=== Source excerpt ===
┌────────
How to read XML file in Java (StAX Parser)
This tutorial shows how to use the Streaming API for XML (StAX) parser to read or parse an XML document.
Table of contents
- 1. What is StAX
- 2. StAX Cursor API and Iterator API
- 3. A XML file
- 4. StAX Cursor API to read a XML file
- 5. StAX Iterator API to read a XML file
- 6. Convert XML to Java objects?
- 7. Download Source Code
- 8. References
Note
P.S The Streaming API for XML (StAX) API is available since Java 1.6, a built-in JDK XML library.
P.S All below examples are tested with Java 11.
1. What is StAX
The StAX stands for Streaming API for XML (StAX)
, a pull API
to work with the XML document.
There are two programming models for working with the XML document, streaming and the document object model (DOM). For DOM models, we can use DOM parser; For streaming model, we can use SAX parser or StAX parser.
└────────
=== Collected data ===
┌────────
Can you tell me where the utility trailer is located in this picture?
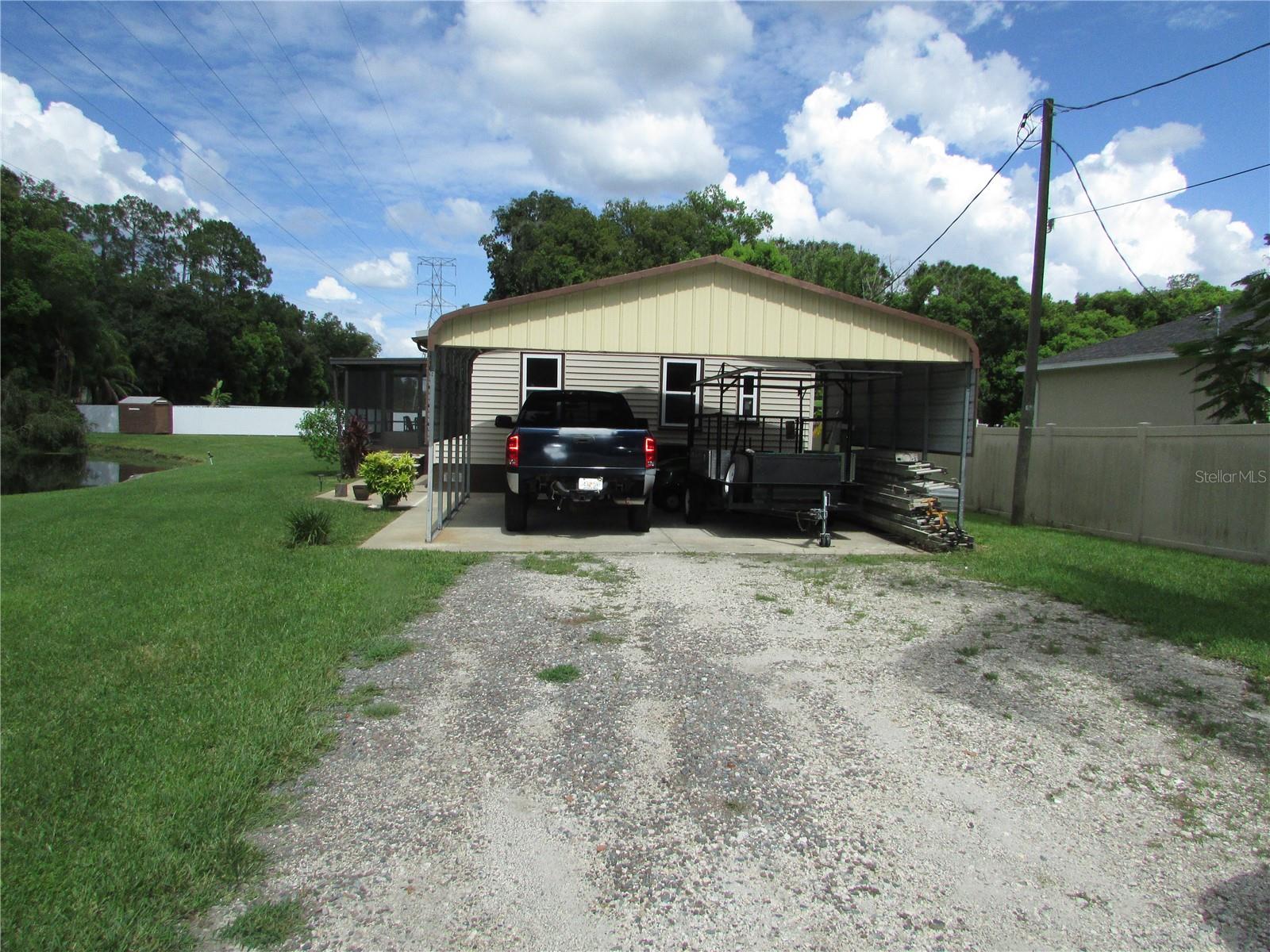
└────────
=== What you will do ===
Continue the StAX tutorial text from where it stops, writing the next part of its explanation of what StAX is.

=== Task output ===
1.1 Difference between SAX and StAX?
The Simple API for XML (SAX)
is a push API
; this SAX parser sends (push) the XML data to the client continuously. In SAX, the client has no control of when to receive the XML data.
For example, we register a custom DefaultHandler
implementation to process the XML data sent by the SAX parser. Read the complete SAX example.
// SAX
SAXParser saxParser = factory.newSAXParser();
// DefaultHandler implementation
PrintAllHandlerSax handler = new PrintAllHandlerSax();
saxParser.parse(FILENAME, handler);
The Streaming API for XML (StAX)
is a pull API
; the client calls methods on the StAX parser library to get (pull) the XML data one by one manually. In StAX, the client in control of when to get (pull) the XML data.
// StAX Iterator API examples
// next event
XMLEvent event = xmlEventReader.nextEvent();
// moves to next event
event = xmlEventReader.nextEvent();
// moves to next event
event = xmlEventReader.nextEvent();
Further Reading
2. StAX Cursor API and Iterator API
The StAX contains two API sets: a cursor API and an iterator API.
2.1 StAX Cursor API
The StAX Cursor API contains two main interfaces XMLStreamReader
and XMLStreamWriter
. The XMLStreamReader.getEventType()
will return a int
and we need to map the event type manually.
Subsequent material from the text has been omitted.